— INSTRUCTIONS —
1 > In the parenting article, how old was the boy the mother scolded?
2 > Reproduce the passage of the parenting article word for word, starting with "If you always" and going on through "at each other.".

[START OF SUPPLIED PASSAGE]

If you always find yourself in hurtful arguments with your child, I know you want the arguments to stop. What started as an innocent remark could get out of control and soon the both of you are shouting at each other.
Well, it’s not always the fault of the child. I once witnessed a 20 minutes scolding marathon where the mother kept criticising her 16-year-old boy apart in front of me. The boy just kept quiet throughout, tears in his eyes. Finally, the mother turned to me and asked: “Can you believe how stubborn he is? He is so difficult.”
It was painful for me to watch because, in the end, the underlying issue wasn’t even resolved.
Hi, my name is Teacher Kean from Teaching Worthy. As a licensed headmaster and HRDF trainer, I’ve helped hundreds of parents and children improve their relationships.
Today, we are going to explore the steps we have to take to start fixing the relationship. Listen carefully, because if you understand what I’m teaching you, your interpersonal relationships will improve.
BOTH OF YOU NEED TO LEARN HOW TO HAVE A GENUINE CONVERSATION
Honestly, when was the last time you had a genuine conversation with your child? Dr. Jordan Peterson says: “in a genuine conversation, we are listening and talking, but mostly, we are listening. Listening means paying attention, and it’s amazing what our children will tell us when we listen.”

[END OF SUPPLIED PASSAGE]
[START OF STORED DATA]

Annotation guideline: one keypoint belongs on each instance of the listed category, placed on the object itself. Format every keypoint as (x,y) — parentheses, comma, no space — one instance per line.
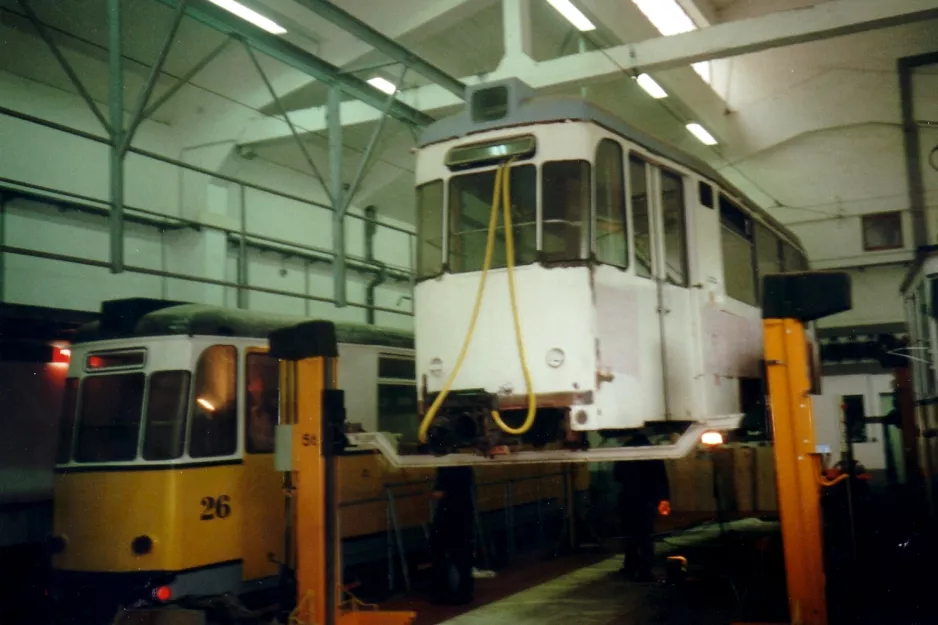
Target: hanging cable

[END OF STORED DATA]

— RESPONSES TO THE TASKS —
1 > He was 16 years old.

2 >
If you always find yourself in hurtful arguments with your child, I know you want the arguments to stop. What started as an innocent remark could get out of control and soon the both of you are shouting at each other.